• _Exercise aim_:
Which lines in the data below contain the string "base"? Pull out every one of them.

--- --- ---

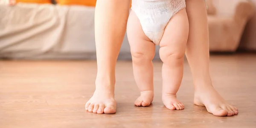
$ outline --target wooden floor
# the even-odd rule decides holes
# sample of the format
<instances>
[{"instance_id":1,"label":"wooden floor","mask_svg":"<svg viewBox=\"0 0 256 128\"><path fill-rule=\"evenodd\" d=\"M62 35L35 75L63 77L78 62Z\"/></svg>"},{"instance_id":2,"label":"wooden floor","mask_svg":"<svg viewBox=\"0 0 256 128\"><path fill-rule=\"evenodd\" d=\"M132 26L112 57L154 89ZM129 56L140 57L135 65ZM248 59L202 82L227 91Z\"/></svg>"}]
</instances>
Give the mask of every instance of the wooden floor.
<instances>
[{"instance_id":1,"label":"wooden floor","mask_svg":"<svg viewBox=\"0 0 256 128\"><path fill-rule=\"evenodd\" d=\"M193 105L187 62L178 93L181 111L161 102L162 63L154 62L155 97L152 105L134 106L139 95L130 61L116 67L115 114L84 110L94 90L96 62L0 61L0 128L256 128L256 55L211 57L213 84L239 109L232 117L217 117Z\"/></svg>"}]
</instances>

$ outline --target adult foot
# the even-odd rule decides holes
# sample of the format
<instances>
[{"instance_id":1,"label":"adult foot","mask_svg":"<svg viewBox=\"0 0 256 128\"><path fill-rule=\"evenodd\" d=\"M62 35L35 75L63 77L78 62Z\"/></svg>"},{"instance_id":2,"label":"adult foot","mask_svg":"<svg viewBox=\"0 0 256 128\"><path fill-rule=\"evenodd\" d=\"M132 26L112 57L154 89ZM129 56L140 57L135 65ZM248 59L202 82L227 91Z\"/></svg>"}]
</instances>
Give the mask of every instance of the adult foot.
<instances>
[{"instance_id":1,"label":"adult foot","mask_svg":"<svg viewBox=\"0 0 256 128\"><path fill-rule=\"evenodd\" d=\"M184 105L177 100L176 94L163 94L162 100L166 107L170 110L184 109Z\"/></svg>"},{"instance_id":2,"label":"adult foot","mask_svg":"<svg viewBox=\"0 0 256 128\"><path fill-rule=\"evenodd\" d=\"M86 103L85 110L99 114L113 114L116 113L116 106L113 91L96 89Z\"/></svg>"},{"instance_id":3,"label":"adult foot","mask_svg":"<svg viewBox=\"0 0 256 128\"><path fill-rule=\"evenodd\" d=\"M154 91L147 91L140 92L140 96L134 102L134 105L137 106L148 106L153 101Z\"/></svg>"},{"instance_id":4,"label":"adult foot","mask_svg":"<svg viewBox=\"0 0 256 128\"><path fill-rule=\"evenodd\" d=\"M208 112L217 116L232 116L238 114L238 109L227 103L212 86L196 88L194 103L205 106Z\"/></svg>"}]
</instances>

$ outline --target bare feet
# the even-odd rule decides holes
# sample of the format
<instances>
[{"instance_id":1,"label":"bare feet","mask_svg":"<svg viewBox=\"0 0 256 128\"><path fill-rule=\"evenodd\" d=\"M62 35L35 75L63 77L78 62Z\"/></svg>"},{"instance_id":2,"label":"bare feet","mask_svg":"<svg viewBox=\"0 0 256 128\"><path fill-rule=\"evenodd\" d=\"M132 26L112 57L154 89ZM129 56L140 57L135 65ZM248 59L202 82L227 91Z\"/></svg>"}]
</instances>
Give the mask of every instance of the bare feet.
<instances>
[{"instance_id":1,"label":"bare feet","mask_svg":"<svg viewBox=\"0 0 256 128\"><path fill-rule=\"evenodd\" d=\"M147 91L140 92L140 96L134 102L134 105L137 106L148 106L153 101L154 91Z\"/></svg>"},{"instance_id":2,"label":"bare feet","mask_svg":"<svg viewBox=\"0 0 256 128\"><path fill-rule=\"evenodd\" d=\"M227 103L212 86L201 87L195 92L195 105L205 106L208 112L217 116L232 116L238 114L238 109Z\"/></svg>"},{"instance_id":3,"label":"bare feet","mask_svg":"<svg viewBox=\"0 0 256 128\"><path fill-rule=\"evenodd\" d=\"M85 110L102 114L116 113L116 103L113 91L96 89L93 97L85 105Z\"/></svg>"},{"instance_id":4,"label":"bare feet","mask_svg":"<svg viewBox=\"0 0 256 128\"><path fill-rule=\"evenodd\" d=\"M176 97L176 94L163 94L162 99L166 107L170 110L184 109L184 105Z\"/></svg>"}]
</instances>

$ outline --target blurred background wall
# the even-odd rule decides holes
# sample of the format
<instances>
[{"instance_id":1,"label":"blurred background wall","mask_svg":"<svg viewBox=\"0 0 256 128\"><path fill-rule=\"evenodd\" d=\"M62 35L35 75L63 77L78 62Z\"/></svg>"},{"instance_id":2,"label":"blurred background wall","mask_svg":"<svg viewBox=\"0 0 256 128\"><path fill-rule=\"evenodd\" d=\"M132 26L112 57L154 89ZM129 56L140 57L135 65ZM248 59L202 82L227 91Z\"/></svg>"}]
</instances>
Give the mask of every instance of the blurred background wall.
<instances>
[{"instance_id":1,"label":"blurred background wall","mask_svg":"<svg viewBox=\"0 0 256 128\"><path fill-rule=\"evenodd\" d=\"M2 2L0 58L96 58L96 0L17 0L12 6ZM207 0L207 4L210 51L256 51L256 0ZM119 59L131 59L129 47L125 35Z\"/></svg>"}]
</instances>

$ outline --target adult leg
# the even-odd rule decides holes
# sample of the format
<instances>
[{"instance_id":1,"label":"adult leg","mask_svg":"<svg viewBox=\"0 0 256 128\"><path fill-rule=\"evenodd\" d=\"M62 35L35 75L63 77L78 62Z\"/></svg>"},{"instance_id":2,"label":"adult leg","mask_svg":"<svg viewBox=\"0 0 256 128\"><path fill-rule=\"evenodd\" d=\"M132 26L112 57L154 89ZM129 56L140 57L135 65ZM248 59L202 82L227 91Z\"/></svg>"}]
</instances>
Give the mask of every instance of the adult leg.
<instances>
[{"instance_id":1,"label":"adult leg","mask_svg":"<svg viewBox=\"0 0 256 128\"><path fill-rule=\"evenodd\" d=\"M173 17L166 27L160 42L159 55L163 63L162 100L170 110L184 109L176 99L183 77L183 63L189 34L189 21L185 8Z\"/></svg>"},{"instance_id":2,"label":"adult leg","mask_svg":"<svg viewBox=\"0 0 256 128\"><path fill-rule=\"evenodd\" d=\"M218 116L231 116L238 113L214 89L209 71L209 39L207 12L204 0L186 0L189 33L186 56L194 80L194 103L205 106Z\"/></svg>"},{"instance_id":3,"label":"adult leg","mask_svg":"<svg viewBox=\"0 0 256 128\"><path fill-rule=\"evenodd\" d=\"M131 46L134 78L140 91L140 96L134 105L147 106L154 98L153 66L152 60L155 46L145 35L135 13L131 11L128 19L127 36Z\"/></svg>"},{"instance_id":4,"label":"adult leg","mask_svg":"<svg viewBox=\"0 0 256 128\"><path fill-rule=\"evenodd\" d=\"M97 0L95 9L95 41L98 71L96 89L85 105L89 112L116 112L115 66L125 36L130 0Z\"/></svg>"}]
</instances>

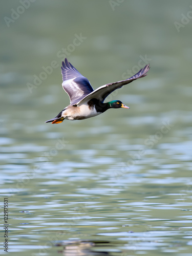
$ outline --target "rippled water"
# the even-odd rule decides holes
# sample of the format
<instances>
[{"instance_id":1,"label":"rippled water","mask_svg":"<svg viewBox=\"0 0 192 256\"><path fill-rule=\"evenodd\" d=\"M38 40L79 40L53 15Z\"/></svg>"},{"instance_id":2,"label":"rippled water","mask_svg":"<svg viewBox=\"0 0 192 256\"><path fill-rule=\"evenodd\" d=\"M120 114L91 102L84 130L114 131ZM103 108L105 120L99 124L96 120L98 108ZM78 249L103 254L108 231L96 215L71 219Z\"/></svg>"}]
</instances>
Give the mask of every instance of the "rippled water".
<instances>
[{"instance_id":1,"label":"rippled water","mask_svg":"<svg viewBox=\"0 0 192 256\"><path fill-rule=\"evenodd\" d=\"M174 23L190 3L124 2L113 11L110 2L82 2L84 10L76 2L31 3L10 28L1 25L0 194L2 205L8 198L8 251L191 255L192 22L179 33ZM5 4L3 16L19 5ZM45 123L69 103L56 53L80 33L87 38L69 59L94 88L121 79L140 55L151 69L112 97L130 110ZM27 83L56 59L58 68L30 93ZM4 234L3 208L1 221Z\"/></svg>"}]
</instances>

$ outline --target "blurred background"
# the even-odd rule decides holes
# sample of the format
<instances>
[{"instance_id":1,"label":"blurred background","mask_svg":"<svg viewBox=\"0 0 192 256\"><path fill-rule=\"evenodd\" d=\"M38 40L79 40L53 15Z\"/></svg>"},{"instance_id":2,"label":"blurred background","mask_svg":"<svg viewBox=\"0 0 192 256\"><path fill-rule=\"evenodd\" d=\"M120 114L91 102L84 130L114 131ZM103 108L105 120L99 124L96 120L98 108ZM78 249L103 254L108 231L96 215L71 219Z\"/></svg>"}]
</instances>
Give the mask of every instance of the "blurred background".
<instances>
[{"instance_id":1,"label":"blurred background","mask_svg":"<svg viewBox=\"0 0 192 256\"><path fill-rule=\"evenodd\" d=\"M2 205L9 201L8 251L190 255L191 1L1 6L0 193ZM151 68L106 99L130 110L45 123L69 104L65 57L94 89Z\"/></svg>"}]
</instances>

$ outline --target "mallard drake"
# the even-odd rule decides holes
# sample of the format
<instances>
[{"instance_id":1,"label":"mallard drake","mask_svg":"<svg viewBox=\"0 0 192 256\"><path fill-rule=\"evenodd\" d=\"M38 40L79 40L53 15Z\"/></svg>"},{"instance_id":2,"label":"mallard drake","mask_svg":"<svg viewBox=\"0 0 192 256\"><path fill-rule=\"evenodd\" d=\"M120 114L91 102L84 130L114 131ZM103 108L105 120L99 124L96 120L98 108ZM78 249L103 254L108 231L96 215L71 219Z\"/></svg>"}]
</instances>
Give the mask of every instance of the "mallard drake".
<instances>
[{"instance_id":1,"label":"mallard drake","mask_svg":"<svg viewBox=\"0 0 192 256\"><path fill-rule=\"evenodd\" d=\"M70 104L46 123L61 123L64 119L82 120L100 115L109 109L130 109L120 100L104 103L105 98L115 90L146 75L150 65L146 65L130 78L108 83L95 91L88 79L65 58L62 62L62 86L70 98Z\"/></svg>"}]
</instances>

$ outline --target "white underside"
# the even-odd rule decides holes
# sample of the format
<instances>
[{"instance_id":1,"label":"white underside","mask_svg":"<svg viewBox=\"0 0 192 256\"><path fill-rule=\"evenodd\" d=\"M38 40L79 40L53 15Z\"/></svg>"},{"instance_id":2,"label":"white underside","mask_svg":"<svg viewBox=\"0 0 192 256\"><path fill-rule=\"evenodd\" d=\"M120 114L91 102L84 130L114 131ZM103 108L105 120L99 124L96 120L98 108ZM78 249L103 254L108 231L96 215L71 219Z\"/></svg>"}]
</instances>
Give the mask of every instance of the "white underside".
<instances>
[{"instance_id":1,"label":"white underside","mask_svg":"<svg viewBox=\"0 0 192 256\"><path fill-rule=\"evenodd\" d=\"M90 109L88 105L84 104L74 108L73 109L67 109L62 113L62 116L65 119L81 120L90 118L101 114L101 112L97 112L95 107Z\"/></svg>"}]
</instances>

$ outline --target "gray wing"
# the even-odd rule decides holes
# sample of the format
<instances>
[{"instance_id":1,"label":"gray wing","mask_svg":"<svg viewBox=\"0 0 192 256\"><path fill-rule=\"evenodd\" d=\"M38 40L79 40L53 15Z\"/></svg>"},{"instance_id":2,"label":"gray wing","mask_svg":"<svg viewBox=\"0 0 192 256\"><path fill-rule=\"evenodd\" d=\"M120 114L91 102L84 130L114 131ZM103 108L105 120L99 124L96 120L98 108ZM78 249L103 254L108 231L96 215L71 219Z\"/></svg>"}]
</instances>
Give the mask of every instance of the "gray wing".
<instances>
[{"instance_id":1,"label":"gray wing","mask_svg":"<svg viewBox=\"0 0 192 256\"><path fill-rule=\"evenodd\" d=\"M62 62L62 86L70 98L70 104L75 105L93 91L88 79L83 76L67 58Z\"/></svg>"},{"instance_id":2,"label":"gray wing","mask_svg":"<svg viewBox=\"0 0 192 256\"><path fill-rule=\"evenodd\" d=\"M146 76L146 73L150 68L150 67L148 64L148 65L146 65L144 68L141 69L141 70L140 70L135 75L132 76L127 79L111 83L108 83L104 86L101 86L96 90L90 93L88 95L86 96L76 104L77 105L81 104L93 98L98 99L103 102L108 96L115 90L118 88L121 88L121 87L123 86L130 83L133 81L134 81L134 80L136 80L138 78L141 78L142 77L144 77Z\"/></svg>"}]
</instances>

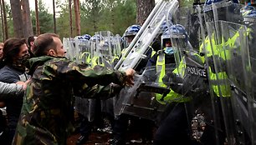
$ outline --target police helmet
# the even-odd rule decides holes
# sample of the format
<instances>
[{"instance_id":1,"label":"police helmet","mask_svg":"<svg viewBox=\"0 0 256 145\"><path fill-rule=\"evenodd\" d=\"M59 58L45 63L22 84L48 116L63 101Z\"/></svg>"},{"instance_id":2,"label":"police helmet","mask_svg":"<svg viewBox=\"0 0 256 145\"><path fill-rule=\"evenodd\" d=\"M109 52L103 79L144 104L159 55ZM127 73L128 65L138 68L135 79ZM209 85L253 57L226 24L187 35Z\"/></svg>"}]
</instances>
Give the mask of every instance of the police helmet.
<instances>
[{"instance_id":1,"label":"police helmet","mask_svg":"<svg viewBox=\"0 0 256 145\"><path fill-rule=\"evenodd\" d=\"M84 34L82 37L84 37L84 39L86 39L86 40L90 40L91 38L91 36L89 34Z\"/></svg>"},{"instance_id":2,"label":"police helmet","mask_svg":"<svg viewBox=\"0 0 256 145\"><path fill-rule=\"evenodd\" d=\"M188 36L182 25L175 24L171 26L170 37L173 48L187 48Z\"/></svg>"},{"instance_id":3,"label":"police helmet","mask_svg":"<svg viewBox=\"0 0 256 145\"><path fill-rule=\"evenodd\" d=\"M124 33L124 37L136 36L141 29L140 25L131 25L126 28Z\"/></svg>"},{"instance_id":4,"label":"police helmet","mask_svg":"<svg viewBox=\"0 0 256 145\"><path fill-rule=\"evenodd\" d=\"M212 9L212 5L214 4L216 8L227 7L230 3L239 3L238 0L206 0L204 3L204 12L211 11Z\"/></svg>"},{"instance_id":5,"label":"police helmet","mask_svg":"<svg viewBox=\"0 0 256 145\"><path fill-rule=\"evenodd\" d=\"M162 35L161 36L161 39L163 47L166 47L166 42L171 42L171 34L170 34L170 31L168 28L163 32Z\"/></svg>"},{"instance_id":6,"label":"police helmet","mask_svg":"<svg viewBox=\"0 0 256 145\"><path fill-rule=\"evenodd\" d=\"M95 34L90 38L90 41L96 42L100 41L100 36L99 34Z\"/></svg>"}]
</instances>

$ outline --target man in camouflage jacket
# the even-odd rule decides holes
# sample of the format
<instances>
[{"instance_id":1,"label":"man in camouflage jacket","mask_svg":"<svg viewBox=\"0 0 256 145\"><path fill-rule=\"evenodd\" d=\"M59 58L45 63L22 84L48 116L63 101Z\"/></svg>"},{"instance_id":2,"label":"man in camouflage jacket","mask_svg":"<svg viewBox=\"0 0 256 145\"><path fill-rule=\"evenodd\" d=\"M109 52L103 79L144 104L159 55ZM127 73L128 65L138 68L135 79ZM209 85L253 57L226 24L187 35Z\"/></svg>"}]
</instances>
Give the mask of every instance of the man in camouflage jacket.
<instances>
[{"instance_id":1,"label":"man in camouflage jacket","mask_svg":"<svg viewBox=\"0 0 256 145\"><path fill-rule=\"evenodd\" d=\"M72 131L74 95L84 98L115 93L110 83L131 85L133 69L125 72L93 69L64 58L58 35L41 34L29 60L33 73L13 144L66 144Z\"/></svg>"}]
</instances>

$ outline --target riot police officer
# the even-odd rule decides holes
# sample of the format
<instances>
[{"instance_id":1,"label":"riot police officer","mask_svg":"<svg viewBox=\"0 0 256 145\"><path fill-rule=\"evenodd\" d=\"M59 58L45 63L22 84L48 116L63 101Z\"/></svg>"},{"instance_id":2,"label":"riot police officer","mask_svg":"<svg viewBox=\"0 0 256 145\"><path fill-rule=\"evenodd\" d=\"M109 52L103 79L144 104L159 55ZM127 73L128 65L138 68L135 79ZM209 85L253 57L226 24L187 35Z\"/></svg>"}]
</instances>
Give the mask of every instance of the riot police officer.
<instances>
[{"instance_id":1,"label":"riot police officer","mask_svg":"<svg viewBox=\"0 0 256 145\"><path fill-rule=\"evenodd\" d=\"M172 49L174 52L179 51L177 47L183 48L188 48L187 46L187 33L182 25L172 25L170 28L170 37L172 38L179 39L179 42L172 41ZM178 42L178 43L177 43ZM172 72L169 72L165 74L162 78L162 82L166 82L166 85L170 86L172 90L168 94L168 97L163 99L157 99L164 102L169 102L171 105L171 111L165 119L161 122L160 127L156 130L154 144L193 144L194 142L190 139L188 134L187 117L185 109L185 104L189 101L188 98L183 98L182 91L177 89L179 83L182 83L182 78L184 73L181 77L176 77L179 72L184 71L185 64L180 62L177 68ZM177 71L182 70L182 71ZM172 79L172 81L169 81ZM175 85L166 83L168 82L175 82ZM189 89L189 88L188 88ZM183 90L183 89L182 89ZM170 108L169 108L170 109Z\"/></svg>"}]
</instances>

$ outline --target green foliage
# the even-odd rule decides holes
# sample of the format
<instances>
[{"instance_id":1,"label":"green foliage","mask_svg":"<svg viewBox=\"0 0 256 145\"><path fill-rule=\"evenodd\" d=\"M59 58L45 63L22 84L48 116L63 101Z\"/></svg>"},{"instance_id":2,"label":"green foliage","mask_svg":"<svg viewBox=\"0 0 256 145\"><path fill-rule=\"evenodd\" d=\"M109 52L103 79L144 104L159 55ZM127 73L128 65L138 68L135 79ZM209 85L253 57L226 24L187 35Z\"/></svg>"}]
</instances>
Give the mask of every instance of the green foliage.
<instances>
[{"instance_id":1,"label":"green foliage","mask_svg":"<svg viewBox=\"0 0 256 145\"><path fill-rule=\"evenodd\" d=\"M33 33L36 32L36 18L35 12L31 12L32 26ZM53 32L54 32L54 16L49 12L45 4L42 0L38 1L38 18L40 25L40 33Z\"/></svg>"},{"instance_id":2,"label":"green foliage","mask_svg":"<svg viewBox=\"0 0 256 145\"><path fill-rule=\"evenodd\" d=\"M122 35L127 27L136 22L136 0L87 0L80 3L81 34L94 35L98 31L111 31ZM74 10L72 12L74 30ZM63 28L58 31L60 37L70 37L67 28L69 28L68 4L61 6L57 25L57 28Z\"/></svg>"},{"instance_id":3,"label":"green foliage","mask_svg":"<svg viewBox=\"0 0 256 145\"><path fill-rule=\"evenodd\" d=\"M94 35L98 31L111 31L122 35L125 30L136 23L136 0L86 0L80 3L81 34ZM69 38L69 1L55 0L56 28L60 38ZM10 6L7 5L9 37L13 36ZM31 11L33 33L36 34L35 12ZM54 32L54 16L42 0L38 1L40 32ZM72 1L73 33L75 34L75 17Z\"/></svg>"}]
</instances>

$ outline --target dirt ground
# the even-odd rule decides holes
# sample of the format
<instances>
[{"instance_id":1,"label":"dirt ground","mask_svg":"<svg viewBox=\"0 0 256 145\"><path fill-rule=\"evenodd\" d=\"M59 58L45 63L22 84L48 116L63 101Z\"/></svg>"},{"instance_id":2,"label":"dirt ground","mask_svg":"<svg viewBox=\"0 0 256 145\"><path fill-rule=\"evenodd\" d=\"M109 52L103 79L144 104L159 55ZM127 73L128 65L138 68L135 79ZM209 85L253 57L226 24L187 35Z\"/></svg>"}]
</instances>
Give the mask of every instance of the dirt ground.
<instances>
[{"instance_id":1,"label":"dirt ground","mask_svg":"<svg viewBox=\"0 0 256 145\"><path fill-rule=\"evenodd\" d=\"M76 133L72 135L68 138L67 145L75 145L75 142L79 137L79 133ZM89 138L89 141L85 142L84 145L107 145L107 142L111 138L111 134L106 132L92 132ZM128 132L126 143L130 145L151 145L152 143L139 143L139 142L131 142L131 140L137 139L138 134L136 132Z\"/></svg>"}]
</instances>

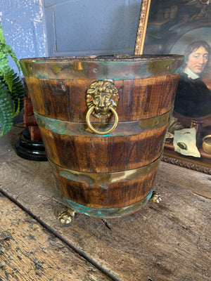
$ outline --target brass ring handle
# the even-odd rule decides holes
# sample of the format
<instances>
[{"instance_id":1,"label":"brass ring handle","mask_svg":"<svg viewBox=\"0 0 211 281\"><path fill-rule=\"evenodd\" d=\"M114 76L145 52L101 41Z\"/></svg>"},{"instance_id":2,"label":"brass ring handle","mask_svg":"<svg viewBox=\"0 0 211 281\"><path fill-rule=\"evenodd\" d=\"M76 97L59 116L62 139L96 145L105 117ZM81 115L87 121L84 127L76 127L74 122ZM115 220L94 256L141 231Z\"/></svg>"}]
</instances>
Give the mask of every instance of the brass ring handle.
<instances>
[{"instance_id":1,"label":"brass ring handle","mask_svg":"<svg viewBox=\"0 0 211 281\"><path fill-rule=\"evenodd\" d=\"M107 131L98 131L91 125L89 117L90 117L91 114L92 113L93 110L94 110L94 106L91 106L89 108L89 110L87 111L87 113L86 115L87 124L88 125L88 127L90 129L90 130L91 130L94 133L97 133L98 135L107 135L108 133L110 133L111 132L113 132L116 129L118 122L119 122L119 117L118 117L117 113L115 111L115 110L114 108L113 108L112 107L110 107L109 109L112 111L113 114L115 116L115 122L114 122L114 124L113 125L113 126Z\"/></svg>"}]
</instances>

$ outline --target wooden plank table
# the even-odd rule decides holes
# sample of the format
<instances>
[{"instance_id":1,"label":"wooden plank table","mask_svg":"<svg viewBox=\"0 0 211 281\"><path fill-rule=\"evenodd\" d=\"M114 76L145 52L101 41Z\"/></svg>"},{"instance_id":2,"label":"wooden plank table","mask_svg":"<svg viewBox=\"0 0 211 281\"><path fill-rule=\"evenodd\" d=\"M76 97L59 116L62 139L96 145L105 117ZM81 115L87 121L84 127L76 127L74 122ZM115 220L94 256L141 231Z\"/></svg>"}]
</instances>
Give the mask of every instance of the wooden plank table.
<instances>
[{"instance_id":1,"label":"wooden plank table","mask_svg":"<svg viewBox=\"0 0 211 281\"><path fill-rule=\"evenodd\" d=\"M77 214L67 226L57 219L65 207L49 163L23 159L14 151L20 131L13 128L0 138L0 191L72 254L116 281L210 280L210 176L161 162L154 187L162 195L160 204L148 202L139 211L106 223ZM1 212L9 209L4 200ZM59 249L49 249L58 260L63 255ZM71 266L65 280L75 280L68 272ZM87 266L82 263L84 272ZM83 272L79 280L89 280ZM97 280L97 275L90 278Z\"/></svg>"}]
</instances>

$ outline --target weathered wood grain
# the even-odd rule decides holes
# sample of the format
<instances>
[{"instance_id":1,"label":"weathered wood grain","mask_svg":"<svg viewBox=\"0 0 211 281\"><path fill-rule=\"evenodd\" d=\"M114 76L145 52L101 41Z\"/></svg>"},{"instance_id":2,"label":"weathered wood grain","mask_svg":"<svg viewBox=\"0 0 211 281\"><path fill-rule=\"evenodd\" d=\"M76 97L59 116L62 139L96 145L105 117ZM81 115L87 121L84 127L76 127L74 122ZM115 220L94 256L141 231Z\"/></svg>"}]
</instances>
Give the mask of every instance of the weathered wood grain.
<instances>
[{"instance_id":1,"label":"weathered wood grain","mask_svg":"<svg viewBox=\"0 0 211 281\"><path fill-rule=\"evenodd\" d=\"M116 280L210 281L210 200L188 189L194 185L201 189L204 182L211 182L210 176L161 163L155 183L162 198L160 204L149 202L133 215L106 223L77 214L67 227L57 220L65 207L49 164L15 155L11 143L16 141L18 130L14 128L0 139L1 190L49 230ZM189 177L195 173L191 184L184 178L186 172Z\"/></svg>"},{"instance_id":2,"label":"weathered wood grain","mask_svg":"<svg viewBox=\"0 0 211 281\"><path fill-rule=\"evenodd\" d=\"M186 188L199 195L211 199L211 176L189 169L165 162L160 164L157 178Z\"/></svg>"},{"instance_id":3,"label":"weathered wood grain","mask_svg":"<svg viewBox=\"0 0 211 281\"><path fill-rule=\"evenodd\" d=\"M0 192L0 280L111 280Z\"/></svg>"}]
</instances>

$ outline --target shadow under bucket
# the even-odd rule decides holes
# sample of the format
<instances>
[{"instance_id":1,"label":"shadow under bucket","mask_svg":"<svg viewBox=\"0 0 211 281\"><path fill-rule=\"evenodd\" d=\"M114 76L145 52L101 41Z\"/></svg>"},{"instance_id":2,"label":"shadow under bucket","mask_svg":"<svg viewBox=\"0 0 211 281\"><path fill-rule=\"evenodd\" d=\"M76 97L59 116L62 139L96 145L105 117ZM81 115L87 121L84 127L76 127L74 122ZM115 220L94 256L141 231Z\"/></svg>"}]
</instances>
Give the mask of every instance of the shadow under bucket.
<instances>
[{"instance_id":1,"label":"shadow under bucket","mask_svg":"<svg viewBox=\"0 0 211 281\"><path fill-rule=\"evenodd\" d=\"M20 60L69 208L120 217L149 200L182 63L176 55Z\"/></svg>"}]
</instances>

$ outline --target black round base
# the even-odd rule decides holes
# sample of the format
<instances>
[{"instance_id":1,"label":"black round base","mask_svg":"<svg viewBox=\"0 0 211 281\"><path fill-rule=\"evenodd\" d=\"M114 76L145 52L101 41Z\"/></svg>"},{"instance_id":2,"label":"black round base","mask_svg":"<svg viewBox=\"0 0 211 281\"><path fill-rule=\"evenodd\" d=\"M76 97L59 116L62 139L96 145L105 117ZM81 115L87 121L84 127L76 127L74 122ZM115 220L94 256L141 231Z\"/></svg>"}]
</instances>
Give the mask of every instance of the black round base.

--- --- ---

• _Solution for this problem_:
$ outline --target black round base
[{"instance_id":1,"label":"black round base","mask_svg":"<svg viewBox=\"0 0 211 281\"><path fill-rule=\"evenodd\" d=\"M114 76L145 52L101 41Z\"/></svg>"},{"instance_id":2,"label":"black round base","mask_svg":"<svg viewBox=\"0 0 211 281\"><path fill-rule=\"evenodd\" d=\"M76 97L59 116L62 139L96 145L105 117ZM81 115L87 121L84 127L76 127L74 122ZM115 220L94 256L141 231Z\"/></svg>"}]
Give the mask of every instance of the black round base.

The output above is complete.